* [Records provided]

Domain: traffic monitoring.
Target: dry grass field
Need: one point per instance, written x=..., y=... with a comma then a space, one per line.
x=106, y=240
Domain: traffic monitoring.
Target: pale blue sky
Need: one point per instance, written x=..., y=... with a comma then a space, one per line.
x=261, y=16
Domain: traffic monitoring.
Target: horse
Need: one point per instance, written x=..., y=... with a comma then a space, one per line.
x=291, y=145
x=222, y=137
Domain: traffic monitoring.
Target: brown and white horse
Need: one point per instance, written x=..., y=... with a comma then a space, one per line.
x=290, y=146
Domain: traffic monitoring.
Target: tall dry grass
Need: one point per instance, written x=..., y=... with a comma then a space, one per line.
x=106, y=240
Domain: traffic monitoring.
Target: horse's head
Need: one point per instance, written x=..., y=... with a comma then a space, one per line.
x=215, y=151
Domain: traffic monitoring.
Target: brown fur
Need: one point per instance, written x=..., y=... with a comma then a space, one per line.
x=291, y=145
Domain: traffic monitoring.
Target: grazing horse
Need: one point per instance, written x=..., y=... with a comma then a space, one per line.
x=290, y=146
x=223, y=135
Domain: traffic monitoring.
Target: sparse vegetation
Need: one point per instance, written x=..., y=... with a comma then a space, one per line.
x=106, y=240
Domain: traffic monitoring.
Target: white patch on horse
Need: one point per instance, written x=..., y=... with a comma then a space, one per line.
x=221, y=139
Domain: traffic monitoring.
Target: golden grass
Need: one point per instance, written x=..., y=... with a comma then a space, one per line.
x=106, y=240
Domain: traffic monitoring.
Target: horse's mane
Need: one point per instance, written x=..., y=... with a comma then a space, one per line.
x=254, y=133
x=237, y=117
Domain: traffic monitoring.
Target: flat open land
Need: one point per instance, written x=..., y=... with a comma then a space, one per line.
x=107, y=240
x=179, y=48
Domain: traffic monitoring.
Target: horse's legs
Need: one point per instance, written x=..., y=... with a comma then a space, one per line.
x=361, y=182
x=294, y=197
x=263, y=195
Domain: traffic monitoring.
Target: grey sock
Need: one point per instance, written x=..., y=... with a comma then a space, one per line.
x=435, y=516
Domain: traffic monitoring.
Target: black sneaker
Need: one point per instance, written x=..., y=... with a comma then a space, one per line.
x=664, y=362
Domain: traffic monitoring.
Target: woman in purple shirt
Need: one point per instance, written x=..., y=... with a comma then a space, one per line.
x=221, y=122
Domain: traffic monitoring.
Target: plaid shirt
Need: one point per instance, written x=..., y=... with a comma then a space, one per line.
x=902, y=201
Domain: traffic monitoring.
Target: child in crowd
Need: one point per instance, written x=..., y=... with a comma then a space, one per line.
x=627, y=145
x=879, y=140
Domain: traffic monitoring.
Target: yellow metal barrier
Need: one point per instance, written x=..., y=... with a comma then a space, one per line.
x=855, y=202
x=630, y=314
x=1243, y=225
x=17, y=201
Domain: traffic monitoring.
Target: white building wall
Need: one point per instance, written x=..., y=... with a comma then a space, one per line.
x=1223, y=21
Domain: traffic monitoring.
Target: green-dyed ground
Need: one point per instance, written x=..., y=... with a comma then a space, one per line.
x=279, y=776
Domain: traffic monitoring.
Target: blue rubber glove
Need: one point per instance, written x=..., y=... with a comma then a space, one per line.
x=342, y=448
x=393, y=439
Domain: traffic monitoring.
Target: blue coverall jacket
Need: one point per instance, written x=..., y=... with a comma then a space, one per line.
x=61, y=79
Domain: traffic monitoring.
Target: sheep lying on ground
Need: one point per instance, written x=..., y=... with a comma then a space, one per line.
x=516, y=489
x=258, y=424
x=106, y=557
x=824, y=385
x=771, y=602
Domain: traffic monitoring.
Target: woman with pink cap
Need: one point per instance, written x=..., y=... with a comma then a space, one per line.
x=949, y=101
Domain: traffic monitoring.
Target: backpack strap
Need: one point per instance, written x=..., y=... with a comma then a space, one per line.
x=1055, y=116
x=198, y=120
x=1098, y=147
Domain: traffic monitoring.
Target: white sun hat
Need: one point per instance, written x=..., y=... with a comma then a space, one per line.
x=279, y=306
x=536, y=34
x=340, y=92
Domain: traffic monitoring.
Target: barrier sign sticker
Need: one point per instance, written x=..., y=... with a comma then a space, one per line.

* [Work to be completed]
Above are the records; copy all of them exactly.

* [Task response]
Domain: traffic monitoring.
Target: dry grass field
Need: one point per instance, written x=..., y=... with a comma then a space, one per line.
x=106, y=240
Domain: traffic monitoring.
Target: pale blue sky
Need: one point per instance, written x=..., y=... with a comma then a space, one per line.
x=261, y=16
Domain: traffic monitoring.
Target: horse
Need: one point per instance, written x=..., y=... with a comma then a space, one per line.
x=291, y=145
x=222, y=137
Domain: traffic monitoring.
Target: brown and white horse
Need: one point per instance, written x=..., y=... with a comma then a space, one per line.
x=290, y=146
Domain: traffic monitoring.
Target: tall dry grass
Need: one point per instance, written x=..., y=... with a comma then a space, one per line.
x=106, y=240
Domain: traffic monitoring.
Target: horse's head
Need: one point per instance, written x=..., y=... with a comma then a space, one per line.
x=215, y=151
Domain: traffic monitoring.
Target: brown fur
Need: one point per instance, written x=..., y=... with a comma then a space, one per line.
x=291, y=145
Domain: traffic monitoring.
Target: grazing horse
Need: one point per instance, written x=..., y=... with a comma then a space, one per line.
x=290, y=146
x=223, y=135
Domain: traffic monitoring.
Target: sparse vegetation
Need: one point per instance, written x=..., y=... with a comma then a space, one per line.
x=106, y=240
Domain: traffic monitoring.
Target: white patch on horse
Need: one point per instance, written x=..., y=... with a comma then a space, one per line.
x=221, y=139
Domain: traffic monitoring.
Target: golden grass
Need: one point per instance, written x=..., y=... with a comma then a space, one per line.
x=106, y=240
Domain: traffic monitoring.
Target: horse's mane
Need: one point per instance, written x=..., y=... with a comma then a space, one per line.
x=254, y=133
x=237, y=117
Domain: traffic monitoring.
Target: flat open land
Need: one point per instance, written x=..., y=... with a comma then a space, one per line.
x=107, y=240
x=179, y=48
Domain: traffic monitoring.
Target: horse's legs
Need: one point per instance, written x=..., y=... with a comma then a space, one per line.
x=361, y=182
x=294, y=197
x=263, y=195
Domain: traffic monitoring.
Target: grey sock
Need: one point per instance, written x=..., y=... with a comma then a space, one per line.
x=435, y=516
Domain: traffic monitoring.
Target: black sneaker
Need: one point per instance, written x=..., y=... with a comma then a space, one per line.
x=664, y=362
Domain: traffic monitoring.
Target: woman in purple shirt
Need: one point per instance, written x=..., y=... with a comma then a space, one per line.
x=221, y=122
Domain: traffic monitoring.
Target: plaid shirt
Need: one point per instance, written x=..., y=... with a comma then a space, one per line.
x=902, y=201
Domain: traffic monitoring.
Target: child in crowd
Need: one point per instance, written x=..., y=... with a comma then a space, one per line.
x=627, y=145
x=879, y=140
Domain: traffic monitoring.
Target: yellow metal barrier
Need: one point per instance, written x=..., y=... with a comma then a space, one per line.
x=855, y=202
x=630, y=314
x=1243, y=225
x=17, y=201
Domain: traffic monitoring.
Target: white building wall
Need: one point per instance, written x=..., y=... with a comma then a space, one per line.
x=1223, y=21
Domain: traffic monitoring.
Target: green-dyed ground
Need: one point per instance, written x=..., y=... with a comma then a space, one per line.
x=279, y=776
Domain: traffic monitoring.
Target: blue rubber glove
Need: one point per instance, written x=..., y=... with a comma then a space, one per line.
x=342, y=448
x=393, y=439
Domain: traffic monitoring.
Target: blue coverall jacket
Need: one point per instance, written x=..., y=... with a comma then a space, one per line.
x=61, y=79
Domain: traffic monitoring.
Target: sheep lying on ground
Need: one point per instance, written x=..., y=... with a comma then a space, one per line.
x=516, y=489
x=258, y=424
x=106, y=557
x=824, y=385
x=771, y=602
Domain: traffic monitoring.
Target: woman with pink cap
Need: one point per instance, written x=..., y=... with a comma then a space, one per line.
x=949, y=101
Domain: traffic monitoring.
Target: backpack strap
Need: one point per instance, written x=..., y=... with a comma then a space, one per line.
x=1055, y=116
x=198, y=120
x=1098, y=147
Domain: traffic monitoring.
Target: white sun hat
Need: one point per instance, written x=..., y=... with a comma then a space, one per line.
x=279, y=306
x=536, y=34
x=340, y=92
Domain: traffic monitoring.
Target: barrier sign sticker
Need: one point per instance, written x=..., y=... with a comma then a space, one per line.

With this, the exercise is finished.